*What to work on*: Copy every line from the records that holds the word "below".

*Data excerpts*:
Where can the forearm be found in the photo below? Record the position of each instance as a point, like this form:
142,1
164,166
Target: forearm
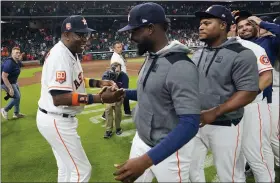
238,100
71,99
7,83
91,83
265,80
186,129
131,94
271,27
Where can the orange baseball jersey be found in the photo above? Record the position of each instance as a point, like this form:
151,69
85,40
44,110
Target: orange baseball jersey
61,71
262,59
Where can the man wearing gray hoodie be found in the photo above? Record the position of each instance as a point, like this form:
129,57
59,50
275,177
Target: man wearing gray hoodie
228,81
168,109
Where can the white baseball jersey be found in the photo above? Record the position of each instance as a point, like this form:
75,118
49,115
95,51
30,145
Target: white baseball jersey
61,71
262,59
119,58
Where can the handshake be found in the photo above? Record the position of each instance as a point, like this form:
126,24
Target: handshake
110,93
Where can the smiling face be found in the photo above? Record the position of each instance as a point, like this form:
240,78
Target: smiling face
210,28
246,30
142,36
77,41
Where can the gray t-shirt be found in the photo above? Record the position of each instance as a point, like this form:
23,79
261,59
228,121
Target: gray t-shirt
170,90
222,72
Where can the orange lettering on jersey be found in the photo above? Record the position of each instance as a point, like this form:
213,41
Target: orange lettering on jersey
60,76
80,80
264,60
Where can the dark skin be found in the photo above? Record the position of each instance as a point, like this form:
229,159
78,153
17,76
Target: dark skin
151,38
213,32
110,94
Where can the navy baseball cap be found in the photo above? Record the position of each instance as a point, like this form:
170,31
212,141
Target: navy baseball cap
144,14
242,15
266,19
75,23
277,20
217,11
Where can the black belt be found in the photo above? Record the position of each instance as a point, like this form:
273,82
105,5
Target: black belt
63,115
227,122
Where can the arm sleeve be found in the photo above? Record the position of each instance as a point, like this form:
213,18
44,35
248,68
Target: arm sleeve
245,73
59,73
186,129
182,82
271,27
131,94
262,60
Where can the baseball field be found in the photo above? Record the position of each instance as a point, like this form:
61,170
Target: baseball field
26,155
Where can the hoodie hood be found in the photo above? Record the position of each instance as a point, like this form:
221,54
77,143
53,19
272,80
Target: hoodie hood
174,46
231,40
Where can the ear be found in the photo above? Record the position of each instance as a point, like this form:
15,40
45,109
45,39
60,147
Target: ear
151,28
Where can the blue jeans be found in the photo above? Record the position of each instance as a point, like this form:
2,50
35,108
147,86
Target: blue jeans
15,101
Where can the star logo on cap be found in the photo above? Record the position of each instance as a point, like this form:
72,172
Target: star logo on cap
84,21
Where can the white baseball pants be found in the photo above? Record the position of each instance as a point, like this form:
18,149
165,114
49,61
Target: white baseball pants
175,168
256,142
61,134
225,144
275,133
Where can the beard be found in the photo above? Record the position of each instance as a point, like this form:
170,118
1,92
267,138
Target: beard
144,46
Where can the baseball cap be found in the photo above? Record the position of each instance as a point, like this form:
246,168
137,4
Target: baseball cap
277,20
144,14
266,18
242,14
217,11
75,23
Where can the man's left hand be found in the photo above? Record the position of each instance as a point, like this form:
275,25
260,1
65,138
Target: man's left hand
132,169
208,116
111,83
255,19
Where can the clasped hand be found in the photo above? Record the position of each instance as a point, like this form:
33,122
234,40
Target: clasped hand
111,94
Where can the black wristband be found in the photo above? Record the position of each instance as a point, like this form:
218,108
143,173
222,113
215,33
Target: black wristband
90,99
91,83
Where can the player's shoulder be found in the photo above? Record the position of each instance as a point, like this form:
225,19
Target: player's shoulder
251,45
58,54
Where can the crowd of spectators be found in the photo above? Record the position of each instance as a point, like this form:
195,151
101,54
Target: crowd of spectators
35,42
44,8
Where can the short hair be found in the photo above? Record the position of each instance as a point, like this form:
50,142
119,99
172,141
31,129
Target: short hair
116,64
116,42
16,48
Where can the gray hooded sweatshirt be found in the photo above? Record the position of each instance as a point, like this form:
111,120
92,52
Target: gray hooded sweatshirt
223,71
167,86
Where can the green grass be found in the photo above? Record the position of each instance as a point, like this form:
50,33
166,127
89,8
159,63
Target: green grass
27,157
27,73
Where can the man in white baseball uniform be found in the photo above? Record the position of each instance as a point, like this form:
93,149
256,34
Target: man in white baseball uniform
256,120
63,95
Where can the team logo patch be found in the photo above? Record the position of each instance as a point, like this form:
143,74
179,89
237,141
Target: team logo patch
264,60
219,59
60,76
68,26
84,21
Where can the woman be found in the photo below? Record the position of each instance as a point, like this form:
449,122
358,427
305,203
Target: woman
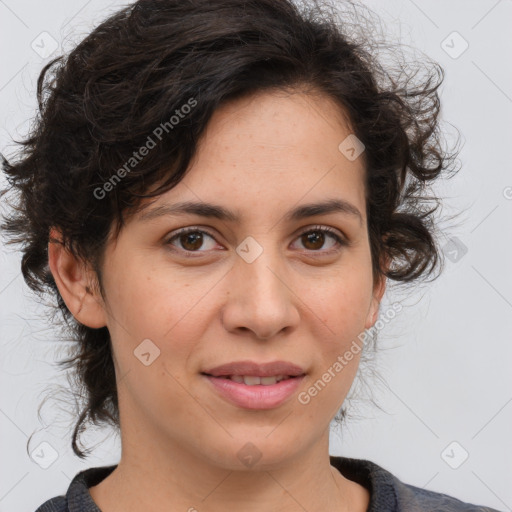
216,193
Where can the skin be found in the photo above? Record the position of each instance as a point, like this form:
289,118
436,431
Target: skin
304,303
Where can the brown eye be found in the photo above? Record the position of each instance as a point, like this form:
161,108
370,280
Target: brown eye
191,240
315,239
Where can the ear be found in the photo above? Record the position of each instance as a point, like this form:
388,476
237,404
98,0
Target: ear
378,292
77,283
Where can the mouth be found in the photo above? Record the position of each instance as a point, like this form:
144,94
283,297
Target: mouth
254,380
255,392
252,385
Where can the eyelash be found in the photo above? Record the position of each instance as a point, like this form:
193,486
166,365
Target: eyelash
341,242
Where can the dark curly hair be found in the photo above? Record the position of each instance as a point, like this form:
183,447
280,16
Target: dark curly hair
130,75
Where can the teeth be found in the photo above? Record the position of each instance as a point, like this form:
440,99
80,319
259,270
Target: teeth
252,380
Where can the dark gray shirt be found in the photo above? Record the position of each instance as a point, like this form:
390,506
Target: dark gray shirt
387,493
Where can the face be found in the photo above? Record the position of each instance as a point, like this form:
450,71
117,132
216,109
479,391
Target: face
265,286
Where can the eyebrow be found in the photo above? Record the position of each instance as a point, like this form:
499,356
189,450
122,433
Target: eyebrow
221,213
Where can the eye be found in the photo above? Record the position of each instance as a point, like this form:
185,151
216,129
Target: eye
191,239
314,238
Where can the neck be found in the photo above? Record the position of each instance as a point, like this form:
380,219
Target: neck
151,478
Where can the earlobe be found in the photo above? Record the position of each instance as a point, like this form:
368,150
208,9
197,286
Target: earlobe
378,293
75,283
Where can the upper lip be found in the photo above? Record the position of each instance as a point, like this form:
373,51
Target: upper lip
251,368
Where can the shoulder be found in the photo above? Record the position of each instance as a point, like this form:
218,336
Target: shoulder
57,504
388,493
78,497
414,499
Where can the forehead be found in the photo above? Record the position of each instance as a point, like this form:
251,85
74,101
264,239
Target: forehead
272,149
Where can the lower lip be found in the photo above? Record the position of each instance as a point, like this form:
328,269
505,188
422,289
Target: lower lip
258,396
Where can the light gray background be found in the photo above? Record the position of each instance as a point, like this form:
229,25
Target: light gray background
447,372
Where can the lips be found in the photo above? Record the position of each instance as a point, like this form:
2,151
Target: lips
253,369
250,385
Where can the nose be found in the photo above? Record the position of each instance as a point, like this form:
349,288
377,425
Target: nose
261,298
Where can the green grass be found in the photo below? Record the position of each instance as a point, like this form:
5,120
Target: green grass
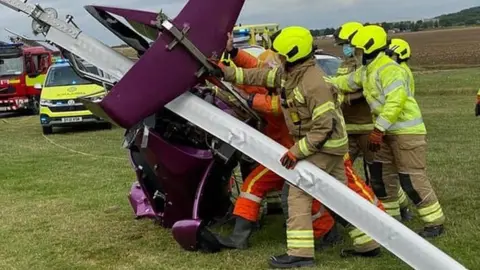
68,209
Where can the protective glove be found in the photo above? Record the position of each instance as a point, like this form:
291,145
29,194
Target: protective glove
329,79
217,70
477,107
250,100
375,140
289,160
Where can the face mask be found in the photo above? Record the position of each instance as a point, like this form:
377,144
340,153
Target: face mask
347,50
359,59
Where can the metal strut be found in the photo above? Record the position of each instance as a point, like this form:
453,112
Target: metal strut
163,23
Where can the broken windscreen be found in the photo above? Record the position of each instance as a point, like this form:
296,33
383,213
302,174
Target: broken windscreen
63,76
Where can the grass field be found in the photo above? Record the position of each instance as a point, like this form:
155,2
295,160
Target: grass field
64,200
438,49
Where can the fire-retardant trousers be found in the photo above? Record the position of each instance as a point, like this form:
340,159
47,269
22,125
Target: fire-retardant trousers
256,186
404,157
393,196
300,239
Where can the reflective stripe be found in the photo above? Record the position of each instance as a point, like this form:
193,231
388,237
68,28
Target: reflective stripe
239,75
351,82
431,213
341,71
359,238
406,124
402,197
334,143
275,106
300,239
388,88
301,243
319,110
392,208
383,123
319,213
359,127
300,234
304,147
298,96
255,179
394,85
250,197
359,184
374,105
271,77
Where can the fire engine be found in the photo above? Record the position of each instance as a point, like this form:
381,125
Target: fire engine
21,68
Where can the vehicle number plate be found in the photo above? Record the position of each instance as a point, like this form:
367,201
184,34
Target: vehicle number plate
71,119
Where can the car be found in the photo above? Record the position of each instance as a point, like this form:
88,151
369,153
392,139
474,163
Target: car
59,99
329,63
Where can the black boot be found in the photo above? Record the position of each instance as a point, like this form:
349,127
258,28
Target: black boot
239,237
406,214
287,261
351,252
329,239
431,232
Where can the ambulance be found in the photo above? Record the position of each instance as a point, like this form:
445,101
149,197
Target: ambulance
59,103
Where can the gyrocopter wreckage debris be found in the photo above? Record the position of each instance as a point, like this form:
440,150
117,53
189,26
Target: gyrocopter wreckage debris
183,140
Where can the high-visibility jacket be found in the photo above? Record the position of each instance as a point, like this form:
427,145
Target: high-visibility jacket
410,73
358,117
386,86
263,102
309,105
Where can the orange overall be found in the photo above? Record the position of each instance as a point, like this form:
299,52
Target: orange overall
262,180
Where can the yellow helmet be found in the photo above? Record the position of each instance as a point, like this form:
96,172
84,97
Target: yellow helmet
399,47
293,42
345,32
269,57
370,39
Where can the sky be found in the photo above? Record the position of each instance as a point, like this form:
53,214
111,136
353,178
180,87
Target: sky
314,14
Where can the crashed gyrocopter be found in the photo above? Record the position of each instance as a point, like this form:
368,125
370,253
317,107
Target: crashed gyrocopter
184,140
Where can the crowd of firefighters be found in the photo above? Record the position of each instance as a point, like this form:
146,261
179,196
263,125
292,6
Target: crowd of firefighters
368,109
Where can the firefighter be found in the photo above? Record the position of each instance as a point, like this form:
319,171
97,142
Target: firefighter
358,119
313,117
261,180
399,131
477,107
399,50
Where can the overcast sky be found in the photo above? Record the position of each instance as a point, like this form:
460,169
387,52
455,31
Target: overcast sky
309,13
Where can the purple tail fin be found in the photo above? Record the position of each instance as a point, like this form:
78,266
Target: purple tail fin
161,75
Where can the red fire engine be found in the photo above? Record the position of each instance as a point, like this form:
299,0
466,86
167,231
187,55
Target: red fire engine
22,70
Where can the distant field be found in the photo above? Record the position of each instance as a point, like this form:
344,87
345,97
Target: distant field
436,49
439,49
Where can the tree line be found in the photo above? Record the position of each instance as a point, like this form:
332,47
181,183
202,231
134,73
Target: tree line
466,17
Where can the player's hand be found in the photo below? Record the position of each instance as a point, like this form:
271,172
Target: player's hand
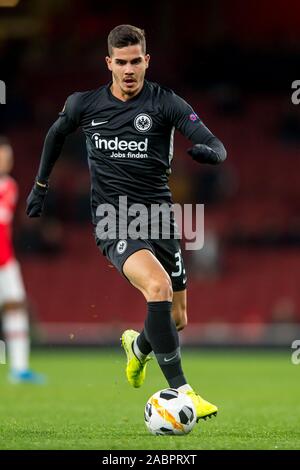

*Answer for this exercise*:
Where can the forearm be found in the photo below? Record the position of each instance as a point, like this form:
Where can the woman be found in the photo below? Record the position of each instance as a point, like this form:
Where can the green grass be found in the photo below? Record the position of each instance as a point, like this form:
Where can the player's hand be found in the photo below? Record the position of each instance as a point, like this form:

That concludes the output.